Task prompt: Make an exact copy of all the entries, but do not reproduce the pictures.

◇ ◇ ◇ ◇ ◇ ◇ ◇

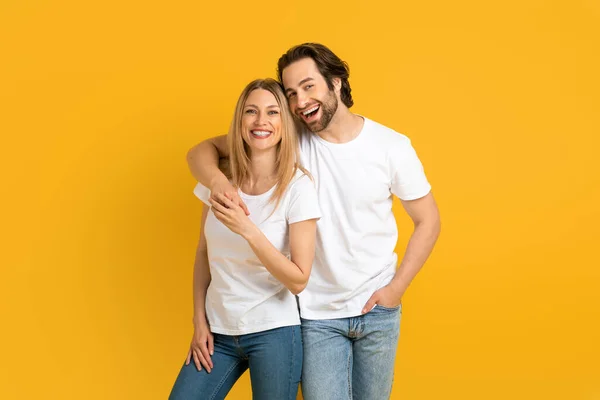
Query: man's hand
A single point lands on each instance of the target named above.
(226, 189)
(387, 296)
(201, 348)
(232, 216)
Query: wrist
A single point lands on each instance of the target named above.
(199, 320)
(398, 287)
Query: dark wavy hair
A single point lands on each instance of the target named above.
(329, 65)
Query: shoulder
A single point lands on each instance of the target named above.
(300, 180)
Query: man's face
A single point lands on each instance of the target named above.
(309, 97)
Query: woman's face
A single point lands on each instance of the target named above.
(261, 120)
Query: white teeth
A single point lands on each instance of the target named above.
(311, 110)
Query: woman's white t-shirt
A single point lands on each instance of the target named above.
(243, 297)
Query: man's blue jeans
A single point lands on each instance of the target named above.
(350, 358)
(274, 358)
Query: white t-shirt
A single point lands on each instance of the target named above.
(243, 297)
(357, 234)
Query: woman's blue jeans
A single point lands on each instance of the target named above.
(274, 358)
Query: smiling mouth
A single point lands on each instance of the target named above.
(311, 112)
(260, 134)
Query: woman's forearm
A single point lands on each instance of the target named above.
(282, 268)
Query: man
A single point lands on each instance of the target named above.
(351, 307)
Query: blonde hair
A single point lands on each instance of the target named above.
(287, 161)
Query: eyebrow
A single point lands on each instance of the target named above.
(303, 81)
(255, 106)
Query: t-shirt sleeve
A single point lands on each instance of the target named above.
(408, 176)
(304, 203)
(202, 192)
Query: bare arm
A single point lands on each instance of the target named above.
(201, 274)
(203, 161)
(426, 218)
(292, 273)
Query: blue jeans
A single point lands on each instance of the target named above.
(350, 358)
(274, 358)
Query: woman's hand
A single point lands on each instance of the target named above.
(232, 215)
(202, 347)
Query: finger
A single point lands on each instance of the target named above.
(206, 356)
(225, 201)
(244, 207)
(370, 303)
(220, 216)
(216, 205)
(211, 344)
(203, 361)
(196, 360)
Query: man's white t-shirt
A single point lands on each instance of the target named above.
(243, 297)
(357, 233)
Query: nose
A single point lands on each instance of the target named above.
(261, 119)
(302, 99)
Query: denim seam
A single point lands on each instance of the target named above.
(225, 376)
(349, 374)
(292, 363)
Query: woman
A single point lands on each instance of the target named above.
(248, 269)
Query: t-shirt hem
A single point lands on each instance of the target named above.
(253, 329)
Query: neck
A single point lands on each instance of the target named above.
(262, 166)
(344, 126)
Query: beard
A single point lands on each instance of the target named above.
(328, 108)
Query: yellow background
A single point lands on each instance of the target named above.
(101, 100)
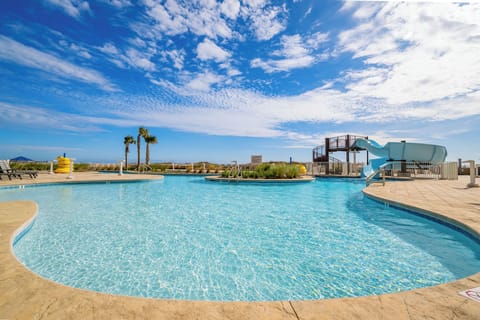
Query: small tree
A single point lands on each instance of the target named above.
(128, 140)
(142, 132)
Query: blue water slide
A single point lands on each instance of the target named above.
(409, 151)
(373, 166)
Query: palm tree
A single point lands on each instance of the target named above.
(142, 132)
(128, 140)
(149, 140)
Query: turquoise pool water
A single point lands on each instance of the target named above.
(186, 238)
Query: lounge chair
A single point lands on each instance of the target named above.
(6, 169)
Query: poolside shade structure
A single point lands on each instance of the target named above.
(346, 143)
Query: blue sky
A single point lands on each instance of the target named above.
(222, 80)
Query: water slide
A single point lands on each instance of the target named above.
(397, 151)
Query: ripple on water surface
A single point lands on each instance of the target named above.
(186, 238)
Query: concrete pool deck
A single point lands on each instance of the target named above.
(25, 295)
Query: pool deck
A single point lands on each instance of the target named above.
(24, 295)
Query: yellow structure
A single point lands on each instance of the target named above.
(302, 169)
(63, 165)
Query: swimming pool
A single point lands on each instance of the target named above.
(185, 238)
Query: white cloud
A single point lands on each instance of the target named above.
(73, 8)
(139, 60)
(208, 50)
(204, 18)
(204, 81)
(118, 3)
(13, 51)
(267, 21)
(109, 48)
(177, 57)
(416, 52)
(38, 117)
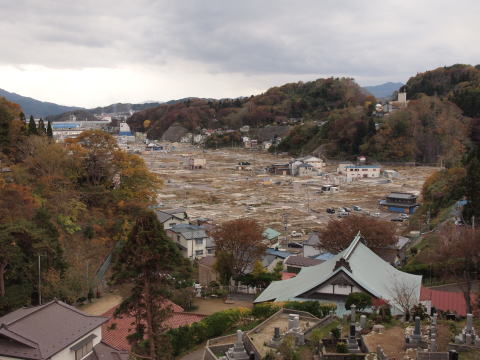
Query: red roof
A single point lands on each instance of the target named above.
(445, 300)
(286, 275)
(117, 336)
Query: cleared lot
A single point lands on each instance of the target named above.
(220, 192)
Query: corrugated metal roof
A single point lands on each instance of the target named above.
(445, 300)
(368, 270)
(189, 231)
(270, 234)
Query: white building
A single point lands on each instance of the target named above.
(314, 161)
(171, 217)
(192, 240)
(196, 163)
(354, 172)
(341, 168)
(54, 331)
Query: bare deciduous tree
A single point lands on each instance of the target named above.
(404, 295)
(459, 254)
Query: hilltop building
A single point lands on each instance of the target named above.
(400, 202)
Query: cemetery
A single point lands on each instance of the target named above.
(355, 335)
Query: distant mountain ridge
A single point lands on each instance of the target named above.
(35, 107)
(44, 109)
(383, 90)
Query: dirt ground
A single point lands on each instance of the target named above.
(102, 305)
(220, 192)
(392, 341)
(209, 306)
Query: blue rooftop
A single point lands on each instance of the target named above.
(362, 166)
(278, 253)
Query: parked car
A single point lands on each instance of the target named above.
(295, 245)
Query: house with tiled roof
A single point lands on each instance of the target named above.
(355, 269)
(54, 331)
(192, 240)
(116, 330)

◇ ◇ ◇ ◇ ◇ ◇ ◇

Solution:
Query: man's hand
A single point lands on each instance of the target named above.
(226, 189)
(387, 296)
(201, 348)
(232, 216)
Query: wrist
A single point lands on each instance of the target named above.
(199, 320)
(398, 287)
Query: dark wavy hair
A single point lands on each instance of the target named above.
(329, 65)
Query: shoulder
A single point lands on each instance of the target named above.
(300, 180)
Query: man's face
A single point lands on each instance of the target named above.
(309, 97)
Query: woman's face
A single point lands on each instance of the target named above.
(261, 120)
Query: white teeth
A single point lands on each instance of the target named above.
(311, 110)
Query: woman's white t-shirt
A single point lands on each instance of the target named above.
(243, 297)
Query: man's blue jeans
A single point lands on each instance of the target named above.
(350, 358)
(274, 358)
Query: white t-shirt
A single point lands on each instance of the target named above.
(243, 297)
(357, 234)
Query: woman's blue jeans
A single point lands on each instance of the target named above.
(274, 358)
Query: smiling mouth
A single point lands on each instance of the target named above.
(311, 112)
(260, 134)
Query: woman's forearm
A single point lands on each instance of the target named above.
(282, 268)
Query: man
A single point lands on each instance of the target named above.
(351, 307)
Query: blonde hair
A single point lands on each instance of the target named above.
(287, 161)
Query: eyebrow
A single point lands on each instance of the target named above.
(303, 81)
(255, 106)
Query: t-shirt sleeve
A single point lands on each instance of the target named above.
(408, 176)
(304, 203)
(202, 192)
Query: bare arm
A single point lands on each instance of the target named above.
(201, 274)
(203, 161)
(426, 218)
(292, 273)
Query: blue jeans
A single point lands on each instance of the target named above.
(350, 358)
(274, 358)
Query: woman's hand
A single point lands on each instance of the target named above.
(232, 215)
(202, 347)
Query: finger
A single point lands on each instance of the target named above.
(206, 356)
(225, 201)
(244, 207)
(370, 303)
(220, 216)
(216, 205)
(211, 344)
(203, 361)
(196, 360)
Query: man's white t-shirt
A single point lands on each instance of the target named above.
(243, 297)
(357, 233)
Query: nose
A single point lands on each instance of the target named above.
(261, 119)
(302, 99)
Query: denim seam
A single point lands on each instance of the target named above.
(225, 376)
(349, 374)
(292, 363)
Query: woman
A single point lands on each instance of the target named above.
(248, 269)
Query: t-shirt hem
A single point lands on each instance of the target named above.
(253, 329)
Query: neck
A single point lands on each instance of the target named above.
(262, 166)
(344, 126)
Query: beard
A single point lands on each instance of the target named above.
(328, 108)
Query: yellow background
A single point lands on each instance of the target named above.
(101, 100)
Query: small tree
A single point lands on each instance of the target named above.
(128, 140)
(142, 132)
Query: blue water slide
A single point lands on each instance of the target named above.
(409, 151)
(373, 166)
Query: palm tree
A single point lands on each instance of the target named above.
(142, 132)
(128, 140)
(149, 140)
Query: turquoise pool water
A single point lands on each instance of the target named above.
(186, 238)
Query: lounge chair
A single point lands on each instance of the target named above.
(6, 169)
Query: poolside shade structure
A single point lands on each instance of the target named above.
(346, 143)
Query: blue sky
A single point lands on each instance of the target named above.
(222, 80)
Query: water slide
A single point lands on each instance of the target named above.
(397, 151)
Query: ripple on water surface
A single point lands on each instance of the target named above.
(186, 238)
Query: concrete pool deck
A single point lands on each instance of the target named above.
(25, 295)
Query: pool deck
A single point lands on each instance of the target named above.
(24, 295)
Query: yellow structure
A single point lands on each instance of the target named above.
(302, 169)
(63, 165)
Query: swimming pool
A single point lands on each instance of the target named above.
(185, 238)
Query: white cloud
A single point lands on each instance of the target named above.
(73, 8)
(139, 60)
(208, 50)
(204, 18)
(204, 81)
(118, 3)
(13, 51)
(267, 21)
(109, 48)
(177, 57)
(416, 52)
(38, 117)
Query: red roof
A single point lands on each instance of the target named above.
(445, 300)
(286, 275)
(117, 336)
Query: cleared lot
A single point lands on each instance of the target named above.
(220, 192)
Query: corrugated metal roof
A single point lands on each instance of the target named above.
(445, 300)
(368, 270)
(189, 231)
(270, 234)
Query: white building
A single point lands on each instance of the target named above.
(314, 161)
(171, 217)
(192, 240)
(196, 163)
(354, 172)
(341, 168)
(54, 331)
Query: bare deciduous tree
A single point lands on each instance of the target named above.
(404, 295)
(459, 254)
Query: hilltop building
A single point lands on each instance of the target named above.
(400, 202)
Query: cemetery
A single point lands on each instance of the target named above.
(355, 335)
Query: distant mountain ridge
A single point lands on each instance of the target named above.
(35, 107)
(44, 109)
(383, 90)
Query: dirt ground
A single point lands on each instance of the target named above.
(102, 305)
(220, 192)
(392, 341)
(209, 306)
Query: blue rooftop
A single point lands on each instance of the target named above.
(362, 166)
(278, 253)
Query: parked car
A single point lands on each instance of the target named above.
(295, 245)
Query: house with tiled roof
A single point lands on each instance of the target named above.
(355, 269)
(54, 331)
(192, 240)
(116, 330)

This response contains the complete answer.